EXERCICES À RÉALISER:
A - Indiquez si chacun des énoncés suivants concorde avec le texte sur les villes accusées de rébellion, en répondant par oui ou par non et en citant à l'identique les mots du texte qui tranchent : (i) l'ouvrage laisse de côté l'histoire sociale et politique ; (ii) le livre de M. Sbriccoli a paru en 1984 ; (iii) les multitudes qui se soulèvent sont accusées de crime de lèse-majesté.
B - Poursuivez le texte sur les villes accusées de rébellion à la suite de sa dernière phrase.

BLOC DE TEXTE:

"""

Les quatre communautés étudiées dans cet ouvrage sont des villes accusées de rébellion et jugées en tant que telles. Elles adoptent une ligne défensive qui excuse la rébellion. Elles accomplissent cette action non seulement à travers des juristes qui ex-post l’événement, l’accusation, mais aussi pendant le temps du soulèvement, cherchent une justification à travers des pratiques collectives, entendues comme des pratiques capables de trouver une raison valable d’agir à l’intérieur d’une communis opinio. L’ouvrage, en revanche, laisse de côté l’histoire sociale et politique. Dans chacun des cas étudiés, les multitudes qui se soulèvent contre des décisions jugées injustes du pouvoir, sont accusées de rébellion et donc de crime de lèse-majesté.

Le livre de M. Sbriccoli Crimen laesae maiestatis. Il problema del reato politico alle soglie della scienza penalistica moderna publié en 1974 est à la base de cette réflexion, à la fois pour le point de vue juridique, le point de vue historiographique et la construction de la pensée de la révolte de la part du souverain.

"""

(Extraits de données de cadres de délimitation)
"""

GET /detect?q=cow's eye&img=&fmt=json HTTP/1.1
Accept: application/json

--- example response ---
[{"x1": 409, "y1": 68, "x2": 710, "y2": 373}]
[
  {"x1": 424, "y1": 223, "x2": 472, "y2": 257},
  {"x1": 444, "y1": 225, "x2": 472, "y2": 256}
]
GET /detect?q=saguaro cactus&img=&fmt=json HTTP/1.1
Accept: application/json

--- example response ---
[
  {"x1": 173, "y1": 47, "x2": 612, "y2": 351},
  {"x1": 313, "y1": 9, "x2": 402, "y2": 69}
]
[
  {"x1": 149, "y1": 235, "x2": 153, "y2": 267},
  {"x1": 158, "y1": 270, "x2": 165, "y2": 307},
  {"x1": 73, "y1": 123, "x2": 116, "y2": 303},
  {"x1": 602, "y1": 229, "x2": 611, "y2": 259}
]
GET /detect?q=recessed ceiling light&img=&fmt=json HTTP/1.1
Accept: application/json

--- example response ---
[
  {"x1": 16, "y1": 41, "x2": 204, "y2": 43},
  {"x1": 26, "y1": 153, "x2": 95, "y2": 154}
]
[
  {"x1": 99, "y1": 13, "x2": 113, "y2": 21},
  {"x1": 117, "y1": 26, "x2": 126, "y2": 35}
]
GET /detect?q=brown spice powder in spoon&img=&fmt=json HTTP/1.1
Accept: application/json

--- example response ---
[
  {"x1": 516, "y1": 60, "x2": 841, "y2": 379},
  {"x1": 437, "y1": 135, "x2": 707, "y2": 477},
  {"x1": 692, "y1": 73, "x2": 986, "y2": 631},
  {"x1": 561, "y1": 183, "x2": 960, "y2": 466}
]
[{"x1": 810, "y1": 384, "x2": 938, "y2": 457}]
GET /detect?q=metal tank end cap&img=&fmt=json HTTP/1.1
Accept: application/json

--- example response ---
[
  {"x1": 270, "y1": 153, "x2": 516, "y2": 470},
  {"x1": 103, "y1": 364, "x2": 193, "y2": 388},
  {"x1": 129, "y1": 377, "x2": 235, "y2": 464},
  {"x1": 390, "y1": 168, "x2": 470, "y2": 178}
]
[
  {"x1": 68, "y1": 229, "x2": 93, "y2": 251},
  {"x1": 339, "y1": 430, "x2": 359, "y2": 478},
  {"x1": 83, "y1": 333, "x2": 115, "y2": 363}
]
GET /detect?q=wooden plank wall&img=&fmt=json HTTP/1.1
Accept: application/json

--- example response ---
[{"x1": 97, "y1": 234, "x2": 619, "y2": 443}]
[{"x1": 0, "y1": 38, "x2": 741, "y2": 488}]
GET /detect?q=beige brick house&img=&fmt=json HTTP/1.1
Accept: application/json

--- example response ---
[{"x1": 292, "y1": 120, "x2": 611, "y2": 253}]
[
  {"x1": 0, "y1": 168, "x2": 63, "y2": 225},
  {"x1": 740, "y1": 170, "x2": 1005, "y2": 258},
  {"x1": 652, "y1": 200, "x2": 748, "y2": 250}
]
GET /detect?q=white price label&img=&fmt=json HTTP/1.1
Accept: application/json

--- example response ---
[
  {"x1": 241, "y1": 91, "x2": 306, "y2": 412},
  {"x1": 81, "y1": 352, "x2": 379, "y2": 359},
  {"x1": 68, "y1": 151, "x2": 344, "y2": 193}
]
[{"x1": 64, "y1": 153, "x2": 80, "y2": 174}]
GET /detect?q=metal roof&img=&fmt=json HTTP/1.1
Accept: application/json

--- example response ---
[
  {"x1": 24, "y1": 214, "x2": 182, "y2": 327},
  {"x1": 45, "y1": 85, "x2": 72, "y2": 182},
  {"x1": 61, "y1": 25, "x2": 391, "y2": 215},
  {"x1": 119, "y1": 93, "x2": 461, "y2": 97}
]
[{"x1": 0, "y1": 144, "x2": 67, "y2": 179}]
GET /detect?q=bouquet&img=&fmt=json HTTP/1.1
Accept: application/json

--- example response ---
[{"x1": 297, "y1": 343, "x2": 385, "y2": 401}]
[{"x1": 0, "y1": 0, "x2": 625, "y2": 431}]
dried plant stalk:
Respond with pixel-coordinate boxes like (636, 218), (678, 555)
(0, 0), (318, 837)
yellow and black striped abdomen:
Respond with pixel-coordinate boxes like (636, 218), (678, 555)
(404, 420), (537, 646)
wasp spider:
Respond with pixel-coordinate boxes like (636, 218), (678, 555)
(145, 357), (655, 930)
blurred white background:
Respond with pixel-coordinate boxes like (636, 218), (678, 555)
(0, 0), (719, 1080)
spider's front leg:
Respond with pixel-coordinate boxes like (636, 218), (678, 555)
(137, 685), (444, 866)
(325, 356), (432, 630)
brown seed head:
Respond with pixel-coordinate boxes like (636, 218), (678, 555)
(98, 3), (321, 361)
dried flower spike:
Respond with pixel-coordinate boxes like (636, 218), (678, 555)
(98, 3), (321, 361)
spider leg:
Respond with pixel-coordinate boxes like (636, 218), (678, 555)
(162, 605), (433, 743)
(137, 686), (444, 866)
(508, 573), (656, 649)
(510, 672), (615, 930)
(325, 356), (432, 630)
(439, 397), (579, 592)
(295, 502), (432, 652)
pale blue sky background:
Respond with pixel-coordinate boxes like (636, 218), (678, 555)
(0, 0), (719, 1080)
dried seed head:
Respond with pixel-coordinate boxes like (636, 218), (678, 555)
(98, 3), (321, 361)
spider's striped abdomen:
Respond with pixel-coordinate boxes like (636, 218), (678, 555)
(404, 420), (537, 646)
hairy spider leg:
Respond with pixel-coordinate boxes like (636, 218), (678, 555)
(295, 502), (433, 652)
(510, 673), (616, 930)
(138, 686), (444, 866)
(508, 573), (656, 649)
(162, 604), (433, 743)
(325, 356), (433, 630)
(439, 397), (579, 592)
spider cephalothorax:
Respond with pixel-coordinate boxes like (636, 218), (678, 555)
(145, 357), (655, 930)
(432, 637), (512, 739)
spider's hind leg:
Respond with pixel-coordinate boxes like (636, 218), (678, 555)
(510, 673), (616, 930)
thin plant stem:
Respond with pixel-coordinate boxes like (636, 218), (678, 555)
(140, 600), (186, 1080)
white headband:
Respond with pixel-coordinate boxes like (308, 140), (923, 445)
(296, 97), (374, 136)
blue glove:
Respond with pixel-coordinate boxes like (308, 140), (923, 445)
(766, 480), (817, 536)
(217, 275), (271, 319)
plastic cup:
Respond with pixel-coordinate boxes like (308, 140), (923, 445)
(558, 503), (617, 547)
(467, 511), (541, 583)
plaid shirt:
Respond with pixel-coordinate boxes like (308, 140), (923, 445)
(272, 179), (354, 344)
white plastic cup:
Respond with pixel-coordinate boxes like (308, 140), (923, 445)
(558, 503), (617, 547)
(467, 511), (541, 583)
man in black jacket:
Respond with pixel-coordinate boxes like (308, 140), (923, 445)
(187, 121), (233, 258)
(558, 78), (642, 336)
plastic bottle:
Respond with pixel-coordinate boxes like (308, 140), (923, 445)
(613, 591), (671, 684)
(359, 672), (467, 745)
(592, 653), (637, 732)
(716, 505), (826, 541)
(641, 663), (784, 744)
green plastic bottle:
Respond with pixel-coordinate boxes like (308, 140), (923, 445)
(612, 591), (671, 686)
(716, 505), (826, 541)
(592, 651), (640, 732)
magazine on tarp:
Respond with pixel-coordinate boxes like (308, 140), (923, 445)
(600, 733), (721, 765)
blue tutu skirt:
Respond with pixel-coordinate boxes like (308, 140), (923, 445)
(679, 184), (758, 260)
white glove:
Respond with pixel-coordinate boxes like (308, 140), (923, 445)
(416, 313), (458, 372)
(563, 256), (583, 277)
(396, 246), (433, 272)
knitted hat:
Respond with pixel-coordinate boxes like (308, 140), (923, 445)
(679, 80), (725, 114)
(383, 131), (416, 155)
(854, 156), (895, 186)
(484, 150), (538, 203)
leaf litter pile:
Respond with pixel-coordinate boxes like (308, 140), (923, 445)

"""

RÉPONSES PAR EXERCICE:
A -
(i) Oui : « L’ouvrage, en revanche, laisse de côté l’histoire sociale et politique. »
(ii) Non : « publié en 1974 ».
(iii) Oui : « sont accusées de rébellion et donc de crime de lèse-majesté ».

B -
Les insurgés refusaient l’accusation de rebelle et affirmaient leur droit à la résistance contre l’injustice. L’accusation de désobéissance et de rébellion est donc l’occasion pour les communautés insurgées de justifier leur action par les arguments de l’auto-défense, de la résistance licite/juste. Angela de Benedictis trouve cette justification à la fois dans les témoignages des inculpés, dans les relations de témoins anonymes et dans les textes juridiques, plus que politiques, écrits lors des soulèvements. Elle souligne que face à l’accusation qui voit dans le soulèvement de la multitude contre un prince un acte de rébellion et de lèse-majesté, il existe une autre ligne d’interprétation juridique qui remonte au moins au XIIIe siècle, comme le montre le fait que les sujets ont le droit de résister aux officiers du fisc, lorsqu’ils commettent des abus. Cette définition est portée en avant par le juge Rolando da Lucca dans sa Summa Trium Librorum, commentaire sur les trois derniers livres du code de Justinien.[3] Cette idée, bien que minoritaire, se poursuit jusqu’à l’âge baroque.

La tradition soutient que les sujets pouvaient légitimement résister au prince et prendre les armes contre lui au cas où le prince discutait ou ne voulait plus reconnaître les conventions établies avec les villes et les sujets. Sujets et villes avaient ainsi le droit de défendre leurs biens et de refuser de se plier aux ordres d’un pouvoir qui devenait tyrannique. La littérature juridique, analysée au prisme de ces événements, met en évidence une ligne interprétative en faveur de la résistance licite de la multitude, qui semble être constante pour la période qui commence avec la descente de l’empereur Henri VII d’Allemagne en Italie, et la résistance que les villes italiennes lui opposent. La démarche impériale pour faire connaître son autorité sur les villes est la même que celle du seigneur d’Urbino en 1573 contre la ville en armes. D’un autre côté, les arguments juridiques avancés par les civitates sont une constante. Les juristes qui défendaient le prince devaient en tenir compte dans leur propre argumentation.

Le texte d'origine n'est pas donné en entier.